Given text:
╔══

While many people were relaxing and celebrating over the Christmas and New Year's period, various Members of the EBU Loudness Group 'P/LOUD' spent their colleagues' and own time performing subjective evaluations of loudness gating methods. The resulting data were presented last week, at the sixth P/LOUD meeting in Vienna.
 

Adding a gate to the ITU BS.1770 metering specification is meant to leave out the quiet parts of a programme that would otherwise lead to too low a measurement. At the P/LOUD meeting Japanes broadcaster NHK confirmed with new test results that it is necessary to take into account the effect of the gating function on the measured loudness when determining the reference loudness level. As a rough guideline the EBU Group had already been considering relative gating to increase the loudness measurement by typically 1 Loudness Unit (LU). This was confirmed in NHK's tests. Another question was if adding a gate which is relative to the loudness level significantly improves the loudness measurement compared to the use of an absolute or iterative gate. The P/LOUD Groups' subjective tests indicate this is indeed the case for higher gating thresholds. The Group will now look at what gating level to specify.

╚══

Requirements:
**1)** Translate this sentence from the report on loudness gating into French: "The resulting data were presented last week, at the sixth P/LOUD meeting in Vienna."
**2)** Retype the passage of the report on loudness gating starting at "While many people" and ending at "meeting in Vienna.".

Record excerpts:
╔══

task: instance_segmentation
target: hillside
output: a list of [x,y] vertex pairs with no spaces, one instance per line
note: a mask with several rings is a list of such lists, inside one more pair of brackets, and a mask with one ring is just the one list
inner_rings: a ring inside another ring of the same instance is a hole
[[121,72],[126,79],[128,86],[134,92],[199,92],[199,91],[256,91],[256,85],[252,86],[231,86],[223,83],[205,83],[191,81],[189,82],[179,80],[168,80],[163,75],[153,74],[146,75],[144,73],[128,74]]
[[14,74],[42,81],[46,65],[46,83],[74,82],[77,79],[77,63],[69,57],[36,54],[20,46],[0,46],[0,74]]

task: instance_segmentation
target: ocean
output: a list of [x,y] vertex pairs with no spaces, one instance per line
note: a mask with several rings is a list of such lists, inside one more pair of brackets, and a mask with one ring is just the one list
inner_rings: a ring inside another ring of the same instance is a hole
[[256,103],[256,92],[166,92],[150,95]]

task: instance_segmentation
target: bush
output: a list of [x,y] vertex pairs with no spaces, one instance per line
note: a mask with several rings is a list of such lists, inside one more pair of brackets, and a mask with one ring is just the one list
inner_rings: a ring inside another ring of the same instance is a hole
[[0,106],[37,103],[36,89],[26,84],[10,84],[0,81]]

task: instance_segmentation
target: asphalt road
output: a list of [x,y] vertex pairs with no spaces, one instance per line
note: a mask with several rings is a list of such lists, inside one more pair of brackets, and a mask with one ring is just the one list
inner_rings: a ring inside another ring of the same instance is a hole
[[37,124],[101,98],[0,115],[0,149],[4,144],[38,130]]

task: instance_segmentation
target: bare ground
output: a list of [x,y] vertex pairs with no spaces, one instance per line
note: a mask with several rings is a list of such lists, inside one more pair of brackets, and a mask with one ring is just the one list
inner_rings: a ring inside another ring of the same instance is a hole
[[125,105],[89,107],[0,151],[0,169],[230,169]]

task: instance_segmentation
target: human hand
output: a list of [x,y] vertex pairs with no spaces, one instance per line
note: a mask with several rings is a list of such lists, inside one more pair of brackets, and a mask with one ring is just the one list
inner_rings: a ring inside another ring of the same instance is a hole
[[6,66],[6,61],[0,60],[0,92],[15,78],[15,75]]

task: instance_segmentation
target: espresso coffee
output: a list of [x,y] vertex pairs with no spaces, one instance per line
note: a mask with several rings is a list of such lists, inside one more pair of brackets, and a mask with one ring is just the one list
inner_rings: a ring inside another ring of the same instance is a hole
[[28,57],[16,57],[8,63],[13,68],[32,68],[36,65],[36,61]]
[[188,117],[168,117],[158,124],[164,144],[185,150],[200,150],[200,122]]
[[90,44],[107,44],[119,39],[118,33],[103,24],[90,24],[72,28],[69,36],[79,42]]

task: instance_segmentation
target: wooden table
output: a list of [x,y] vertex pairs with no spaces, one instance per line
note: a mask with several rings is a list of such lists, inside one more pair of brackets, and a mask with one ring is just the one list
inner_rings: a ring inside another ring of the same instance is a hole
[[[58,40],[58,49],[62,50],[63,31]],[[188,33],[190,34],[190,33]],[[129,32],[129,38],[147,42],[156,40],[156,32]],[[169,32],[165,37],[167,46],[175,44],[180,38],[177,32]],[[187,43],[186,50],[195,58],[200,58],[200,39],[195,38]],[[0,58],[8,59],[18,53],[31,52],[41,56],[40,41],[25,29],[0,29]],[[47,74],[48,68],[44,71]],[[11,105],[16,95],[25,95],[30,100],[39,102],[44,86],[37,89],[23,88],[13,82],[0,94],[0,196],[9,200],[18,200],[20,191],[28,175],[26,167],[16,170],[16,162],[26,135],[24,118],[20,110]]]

╚══

Written answers:
**1)** Les données obtenues ont été présentées la semaine dernière, lors de la sixième réunion P/LOUD à Vienne.

**2)**
While many people were relaxing and celebrating over the Christmas and New Year's period, various Members of the EBU Loudness Group 'P/LOUD' spent their colleagues' and own time performing subjective evaluations of loudness gating methods. The resulting data were presented last week, at the sixth P/LOUD meeting in Vienna.